Identify every line below that contains the string "Could", and copy each such line. Match case exactly.

====

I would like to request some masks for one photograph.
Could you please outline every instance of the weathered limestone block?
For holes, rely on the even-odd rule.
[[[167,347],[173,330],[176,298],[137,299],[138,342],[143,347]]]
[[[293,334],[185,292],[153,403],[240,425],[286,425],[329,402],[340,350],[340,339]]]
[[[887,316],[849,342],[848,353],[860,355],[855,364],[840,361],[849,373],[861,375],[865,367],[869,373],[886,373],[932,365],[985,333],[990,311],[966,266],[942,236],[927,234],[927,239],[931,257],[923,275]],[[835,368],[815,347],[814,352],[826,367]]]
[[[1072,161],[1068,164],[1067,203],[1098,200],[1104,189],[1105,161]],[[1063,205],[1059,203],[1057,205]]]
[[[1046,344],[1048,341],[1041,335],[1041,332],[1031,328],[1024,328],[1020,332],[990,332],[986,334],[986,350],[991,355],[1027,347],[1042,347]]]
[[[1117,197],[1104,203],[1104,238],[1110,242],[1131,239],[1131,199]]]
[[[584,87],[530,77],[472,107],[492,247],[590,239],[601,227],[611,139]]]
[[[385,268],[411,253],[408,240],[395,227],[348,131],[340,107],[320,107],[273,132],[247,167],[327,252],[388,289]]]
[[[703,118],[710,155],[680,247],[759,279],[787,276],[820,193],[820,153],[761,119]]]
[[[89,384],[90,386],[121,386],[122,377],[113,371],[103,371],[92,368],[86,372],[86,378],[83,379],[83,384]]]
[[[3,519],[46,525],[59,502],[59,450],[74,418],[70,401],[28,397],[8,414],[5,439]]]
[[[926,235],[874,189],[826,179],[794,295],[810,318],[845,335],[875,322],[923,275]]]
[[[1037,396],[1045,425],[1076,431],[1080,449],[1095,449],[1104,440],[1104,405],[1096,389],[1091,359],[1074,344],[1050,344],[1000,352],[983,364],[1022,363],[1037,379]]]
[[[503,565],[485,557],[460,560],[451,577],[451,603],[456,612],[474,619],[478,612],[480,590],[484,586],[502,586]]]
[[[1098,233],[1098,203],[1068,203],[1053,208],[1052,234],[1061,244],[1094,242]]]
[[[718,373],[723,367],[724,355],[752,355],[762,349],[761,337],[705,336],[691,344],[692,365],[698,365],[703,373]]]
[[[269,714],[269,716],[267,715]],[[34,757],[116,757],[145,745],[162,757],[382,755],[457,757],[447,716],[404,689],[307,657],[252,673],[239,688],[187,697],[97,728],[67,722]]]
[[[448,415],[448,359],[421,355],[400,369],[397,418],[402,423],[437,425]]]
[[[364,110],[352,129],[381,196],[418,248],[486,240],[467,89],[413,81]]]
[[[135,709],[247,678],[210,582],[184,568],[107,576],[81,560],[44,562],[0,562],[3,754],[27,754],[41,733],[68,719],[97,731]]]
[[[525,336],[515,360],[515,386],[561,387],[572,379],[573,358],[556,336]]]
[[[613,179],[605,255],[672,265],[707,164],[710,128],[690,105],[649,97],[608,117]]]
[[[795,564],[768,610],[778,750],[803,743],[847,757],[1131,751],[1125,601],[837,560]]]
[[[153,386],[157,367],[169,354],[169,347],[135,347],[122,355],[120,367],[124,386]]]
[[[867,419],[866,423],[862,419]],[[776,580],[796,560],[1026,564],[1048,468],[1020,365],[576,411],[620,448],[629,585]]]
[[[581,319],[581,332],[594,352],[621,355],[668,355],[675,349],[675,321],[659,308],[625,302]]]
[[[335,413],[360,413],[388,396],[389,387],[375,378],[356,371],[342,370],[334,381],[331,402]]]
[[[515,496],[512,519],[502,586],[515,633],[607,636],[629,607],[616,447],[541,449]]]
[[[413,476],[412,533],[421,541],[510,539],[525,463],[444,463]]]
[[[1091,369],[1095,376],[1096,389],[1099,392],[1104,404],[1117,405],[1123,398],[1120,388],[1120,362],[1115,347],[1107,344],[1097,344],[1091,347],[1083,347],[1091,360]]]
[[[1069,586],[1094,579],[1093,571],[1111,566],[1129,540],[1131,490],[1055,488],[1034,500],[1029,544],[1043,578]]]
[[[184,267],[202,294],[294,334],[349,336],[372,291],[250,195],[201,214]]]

====

▸ **OUTPUT FOR THIS TASK**:
Could you please outline every instance of the weathered limestone block?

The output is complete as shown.